### CONSIGNES:
1. D'après l'extrait sur Bateson, en quelle année Patrice Boscolo a-t-il rencontré la thérapie brève ?
2. Recopiez le passage de l'extrait sur Bateson qui commence par « Patrice Boscolo, à » et va jusqu'à « dans la grille. ».

### EXTRAIT DU TEXTE:

Alors que faire ? G. Bateson propose le « lâcher prise », le renoncement à notre but conscient, et pose une question cruciale qui est d’une actualité brûlante : comment concevoir une action qui soit respectueuse de la nature processive du monde et de notre écologie ? G. Bateson a développé pour son propre compte une position peu interventionniste, refusant déjà un poste de professeur des sciences « appliquées ». Il prônait la position de l’anti-expert. Il n’était pas dans la logique linéaire : « Je sais… donc j’applique. »
Le schisme avec l’École de Palo Alto après la découverte de la double contrainte (1956) tient dans son désaccord avec les psychothérapeutes sur les éventuelles applications de cette découverte. C’est ce qu’évoquera Patrice Boscolo, lors de son intervention concernant les erreurs et dérives dans l’application du modèle.
Patrice Boscolo, à travers la rencontre de la thérapie brève – et de sa femme – la même année (1987), examinera une liste, par ailleurs non exhaustive, des erreurs, des échecs et des risques vécus ou rapportés lors de ces longues années de praticien, les principales erreurs découlant la plupart du temps d’une confiance aveugle dans le modèle, dans les protocoles ou dans la grille.

### DONNÉES FOURNIES:
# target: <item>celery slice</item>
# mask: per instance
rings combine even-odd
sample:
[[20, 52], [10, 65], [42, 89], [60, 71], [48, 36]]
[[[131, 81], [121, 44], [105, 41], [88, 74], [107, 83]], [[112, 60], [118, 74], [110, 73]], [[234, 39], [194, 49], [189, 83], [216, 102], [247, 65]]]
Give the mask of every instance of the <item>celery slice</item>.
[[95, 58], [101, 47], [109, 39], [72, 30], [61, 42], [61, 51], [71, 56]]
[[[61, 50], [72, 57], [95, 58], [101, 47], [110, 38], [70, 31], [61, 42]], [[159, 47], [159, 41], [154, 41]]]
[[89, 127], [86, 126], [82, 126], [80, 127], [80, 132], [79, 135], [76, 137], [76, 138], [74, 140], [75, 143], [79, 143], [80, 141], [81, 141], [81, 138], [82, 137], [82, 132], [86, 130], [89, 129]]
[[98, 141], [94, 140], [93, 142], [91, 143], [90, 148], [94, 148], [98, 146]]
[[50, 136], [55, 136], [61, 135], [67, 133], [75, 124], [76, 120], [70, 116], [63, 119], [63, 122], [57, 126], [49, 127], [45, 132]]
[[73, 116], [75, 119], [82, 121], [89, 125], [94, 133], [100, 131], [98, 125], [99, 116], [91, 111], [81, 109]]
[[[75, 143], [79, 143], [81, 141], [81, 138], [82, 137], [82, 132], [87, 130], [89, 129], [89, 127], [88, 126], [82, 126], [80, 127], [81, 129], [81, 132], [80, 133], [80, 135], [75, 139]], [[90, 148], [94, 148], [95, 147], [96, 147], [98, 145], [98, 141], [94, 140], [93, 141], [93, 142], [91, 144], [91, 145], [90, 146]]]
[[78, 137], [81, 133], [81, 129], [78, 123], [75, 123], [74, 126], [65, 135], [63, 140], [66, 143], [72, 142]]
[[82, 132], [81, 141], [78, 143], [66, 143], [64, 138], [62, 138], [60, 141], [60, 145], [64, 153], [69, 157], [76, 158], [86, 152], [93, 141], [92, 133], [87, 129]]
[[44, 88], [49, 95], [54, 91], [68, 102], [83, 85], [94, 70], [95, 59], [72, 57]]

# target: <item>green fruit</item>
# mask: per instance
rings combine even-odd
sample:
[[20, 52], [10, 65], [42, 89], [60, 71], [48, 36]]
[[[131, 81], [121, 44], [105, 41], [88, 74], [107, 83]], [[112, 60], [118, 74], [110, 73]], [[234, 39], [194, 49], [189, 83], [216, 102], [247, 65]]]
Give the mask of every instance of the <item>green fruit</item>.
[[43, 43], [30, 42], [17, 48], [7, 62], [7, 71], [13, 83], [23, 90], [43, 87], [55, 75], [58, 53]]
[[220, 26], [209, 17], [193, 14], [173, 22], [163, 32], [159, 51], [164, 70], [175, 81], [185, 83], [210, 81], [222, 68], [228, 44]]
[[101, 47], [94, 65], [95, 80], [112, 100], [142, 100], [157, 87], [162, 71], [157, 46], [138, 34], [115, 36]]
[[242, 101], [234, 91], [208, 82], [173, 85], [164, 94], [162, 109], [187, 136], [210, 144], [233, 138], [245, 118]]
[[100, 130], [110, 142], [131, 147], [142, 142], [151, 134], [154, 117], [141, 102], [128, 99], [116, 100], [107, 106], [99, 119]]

### RÉPONSES:
1. En 1987.

2.
Patrice Boscolo, à travers la rencontre de la thérapie brève – et de sa femme – la même année (1987), examinera une liste, par ailleurs non exhaustive, des erreurs, des échecs et des risques vécus ou rapportés lors de ces longues années de praticien, les principales erreurs découlant la plupart du temps d’une confiance aveugle dans le modèle, dans les protocoles ou dans la grille.